- _MATERIAL SUPPLIED_:
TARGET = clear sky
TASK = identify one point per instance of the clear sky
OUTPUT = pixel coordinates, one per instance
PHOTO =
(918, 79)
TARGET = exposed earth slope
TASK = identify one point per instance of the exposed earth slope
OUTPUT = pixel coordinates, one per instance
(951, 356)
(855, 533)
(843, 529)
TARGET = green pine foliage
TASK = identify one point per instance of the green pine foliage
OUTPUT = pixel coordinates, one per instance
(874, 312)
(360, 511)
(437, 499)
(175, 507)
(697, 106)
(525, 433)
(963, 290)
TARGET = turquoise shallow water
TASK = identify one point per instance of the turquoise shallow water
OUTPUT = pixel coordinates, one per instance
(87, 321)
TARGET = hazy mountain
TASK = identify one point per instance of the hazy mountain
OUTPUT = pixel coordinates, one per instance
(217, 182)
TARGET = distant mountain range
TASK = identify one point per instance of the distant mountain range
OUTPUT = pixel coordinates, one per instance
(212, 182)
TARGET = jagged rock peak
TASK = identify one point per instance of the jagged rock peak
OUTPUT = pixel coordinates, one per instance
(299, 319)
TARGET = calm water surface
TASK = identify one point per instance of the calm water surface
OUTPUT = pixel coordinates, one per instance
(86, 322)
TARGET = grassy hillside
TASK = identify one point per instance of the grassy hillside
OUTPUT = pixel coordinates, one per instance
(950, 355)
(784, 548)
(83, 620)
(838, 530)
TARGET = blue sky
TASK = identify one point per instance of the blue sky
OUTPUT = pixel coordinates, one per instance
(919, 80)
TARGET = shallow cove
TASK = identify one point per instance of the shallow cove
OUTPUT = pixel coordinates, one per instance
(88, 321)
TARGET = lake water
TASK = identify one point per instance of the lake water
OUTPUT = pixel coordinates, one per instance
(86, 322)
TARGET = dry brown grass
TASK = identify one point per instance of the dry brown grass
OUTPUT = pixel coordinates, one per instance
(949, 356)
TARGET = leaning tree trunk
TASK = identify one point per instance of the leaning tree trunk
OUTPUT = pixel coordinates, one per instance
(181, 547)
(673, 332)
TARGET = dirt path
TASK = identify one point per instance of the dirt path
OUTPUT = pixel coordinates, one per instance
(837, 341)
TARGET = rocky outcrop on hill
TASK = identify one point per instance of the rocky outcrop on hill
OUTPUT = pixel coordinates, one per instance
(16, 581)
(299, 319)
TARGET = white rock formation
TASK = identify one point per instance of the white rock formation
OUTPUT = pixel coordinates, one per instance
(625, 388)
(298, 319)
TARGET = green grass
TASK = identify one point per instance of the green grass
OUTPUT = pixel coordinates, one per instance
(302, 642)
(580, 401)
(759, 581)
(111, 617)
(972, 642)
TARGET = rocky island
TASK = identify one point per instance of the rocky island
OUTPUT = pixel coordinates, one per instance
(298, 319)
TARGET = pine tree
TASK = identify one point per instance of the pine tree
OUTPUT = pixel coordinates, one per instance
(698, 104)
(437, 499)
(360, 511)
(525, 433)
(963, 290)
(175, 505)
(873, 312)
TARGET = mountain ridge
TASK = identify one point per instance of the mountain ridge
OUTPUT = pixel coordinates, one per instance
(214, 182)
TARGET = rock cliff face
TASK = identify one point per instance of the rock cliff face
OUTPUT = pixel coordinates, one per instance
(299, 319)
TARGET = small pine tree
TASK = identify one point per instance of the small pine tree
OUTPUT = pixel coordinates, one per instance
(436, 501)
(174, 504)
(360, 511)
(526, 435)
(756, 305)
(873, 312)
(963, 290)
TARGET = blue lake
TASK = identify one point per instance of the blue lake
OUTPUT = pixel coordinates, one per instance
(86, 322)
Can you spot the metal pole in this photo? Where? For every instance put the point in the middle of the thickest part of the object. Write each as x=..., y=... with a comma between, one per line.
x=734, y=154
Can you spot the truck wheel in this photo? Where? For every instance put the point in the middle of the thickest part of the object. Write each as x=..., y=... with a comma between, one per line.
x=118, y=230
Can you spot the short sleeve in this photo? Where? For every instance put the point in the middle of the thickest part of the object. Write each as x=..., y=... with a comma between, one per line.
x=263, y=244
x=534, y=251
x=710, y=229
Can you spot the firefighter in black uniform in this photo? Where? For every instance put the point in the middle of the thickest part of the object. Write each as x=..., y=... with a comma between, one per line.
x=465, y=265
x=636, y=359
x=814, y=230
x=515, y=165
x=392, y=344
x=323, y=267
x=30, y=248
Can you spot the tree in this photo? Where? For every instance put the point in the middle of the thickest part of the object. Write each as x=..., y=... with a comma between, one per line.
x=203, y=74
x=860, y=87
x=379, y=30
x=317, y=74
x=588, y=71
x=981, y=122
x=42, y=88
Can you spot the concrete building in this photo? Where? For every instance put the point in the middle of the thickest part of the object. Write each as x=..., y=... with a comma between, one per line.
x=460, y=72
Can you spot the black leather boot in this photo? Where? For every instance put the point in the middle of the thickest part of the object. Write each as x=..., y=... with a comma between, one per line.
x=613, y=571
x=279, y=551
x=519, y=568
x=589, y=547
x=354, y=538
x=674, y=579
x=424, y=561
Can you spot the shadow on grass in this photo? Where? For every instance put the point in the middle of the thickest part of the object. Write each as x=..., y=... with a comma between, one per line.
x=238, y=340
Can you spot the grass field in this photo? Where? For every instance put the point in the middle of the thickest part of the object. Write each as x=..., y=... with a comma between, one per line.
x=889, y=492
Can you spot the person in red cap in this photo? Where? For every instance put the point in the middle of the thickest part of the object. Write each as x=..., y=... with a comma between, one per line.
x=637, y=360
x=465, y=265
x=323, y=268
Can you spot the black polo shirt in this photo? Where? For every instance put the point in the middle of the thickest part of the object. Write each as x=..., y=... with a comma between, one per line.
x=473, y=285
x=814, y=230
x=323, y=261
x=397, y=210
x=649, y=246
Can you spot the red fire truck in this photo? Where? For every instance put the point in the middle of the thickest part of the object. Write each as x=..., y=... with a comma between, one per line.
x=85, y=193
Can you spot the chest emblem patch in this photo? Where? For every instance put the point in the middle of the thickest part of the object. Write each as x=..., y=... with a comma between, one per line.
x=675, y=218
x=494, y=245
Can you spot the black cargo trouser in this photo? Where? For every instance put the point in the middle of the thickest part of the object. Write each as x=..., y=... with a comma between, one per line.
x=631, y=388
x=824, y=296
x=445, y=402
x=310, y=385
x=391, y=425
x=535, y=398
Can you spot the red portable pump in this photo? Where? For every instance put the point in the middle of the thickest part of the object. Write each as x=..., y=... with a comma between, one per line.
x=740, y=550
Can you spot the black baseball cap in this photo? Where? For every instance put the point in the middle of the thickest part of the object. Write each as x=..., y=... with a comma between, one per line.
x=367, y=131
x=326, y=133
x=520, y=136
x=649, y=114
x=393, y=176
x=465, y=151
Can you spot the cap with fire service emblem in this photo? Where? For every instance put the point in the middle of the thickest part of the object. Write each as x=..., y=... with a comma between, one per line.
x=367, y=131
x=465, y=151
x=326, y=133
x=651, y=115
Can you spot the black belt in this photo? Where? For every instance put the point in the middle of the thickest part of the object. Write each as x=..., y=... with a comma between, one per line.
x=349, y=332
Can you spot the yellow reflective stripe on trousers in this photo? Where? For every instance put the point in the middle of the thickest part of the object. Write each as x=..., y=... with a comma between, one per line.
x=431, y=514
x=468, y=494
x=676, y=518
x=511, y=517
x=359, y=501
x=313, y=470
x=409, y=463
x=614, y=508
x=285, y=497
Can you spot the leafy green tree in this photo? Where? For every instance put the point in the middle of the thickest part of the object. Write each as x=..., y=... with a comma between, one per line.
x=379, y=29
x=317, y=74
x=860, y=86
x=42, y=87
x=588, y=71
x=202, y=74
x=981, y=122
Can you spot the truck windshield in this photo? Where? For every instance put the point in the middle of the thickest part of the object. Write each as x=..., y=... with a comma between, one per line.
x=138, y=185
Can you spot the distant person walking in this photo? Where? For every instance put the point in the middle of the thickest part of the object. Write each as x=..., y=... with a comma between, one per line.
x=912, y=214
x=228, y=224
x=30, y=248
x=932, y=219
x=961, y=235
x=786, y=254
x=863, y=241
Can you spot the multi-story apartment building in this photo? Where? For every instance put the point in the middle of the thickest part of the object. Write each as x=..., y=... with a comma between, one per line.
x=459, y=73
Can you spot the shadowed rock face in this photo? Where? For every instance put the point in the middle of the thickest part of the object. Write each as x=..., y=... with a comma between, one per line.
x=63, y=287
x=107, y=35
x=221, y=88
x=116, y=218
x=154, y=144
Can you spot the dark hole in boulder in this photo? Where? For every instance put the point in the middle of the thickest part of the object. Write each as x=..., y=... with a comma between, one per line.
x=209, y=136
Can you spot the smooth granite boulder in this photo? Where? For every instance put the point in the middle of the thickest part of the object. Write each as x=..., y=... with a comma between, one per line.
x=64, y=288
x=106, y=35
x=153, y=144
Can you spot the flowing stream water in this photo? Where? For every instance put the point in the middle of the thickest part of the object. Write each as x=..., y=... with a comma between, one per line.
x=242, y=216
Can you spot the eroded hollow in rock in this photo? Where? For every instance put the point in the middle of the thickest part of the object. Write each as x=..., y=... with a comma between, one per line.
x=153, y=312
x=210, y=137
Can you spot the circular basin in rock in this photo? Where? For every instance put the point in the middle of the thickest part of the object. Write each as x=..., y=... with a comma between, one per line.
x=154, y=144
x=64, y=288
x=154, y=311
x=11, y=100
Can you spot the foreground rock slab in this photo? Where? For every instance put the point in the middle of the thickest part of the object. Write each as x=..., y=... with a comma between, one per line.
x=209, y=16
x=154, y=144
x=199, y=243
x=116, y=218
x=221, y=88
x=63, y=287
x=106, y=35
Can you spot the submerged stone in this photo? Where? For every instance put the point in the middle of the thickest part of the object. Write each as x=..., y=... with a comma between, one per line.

- _WHAT IS NEEDED_:
From the entries, copy out each line containing the word "small".

- _OUTPUT OF THE EXERCISE_:
TARGET = small pine tree
TASK = identify one point per instance of the small pine tree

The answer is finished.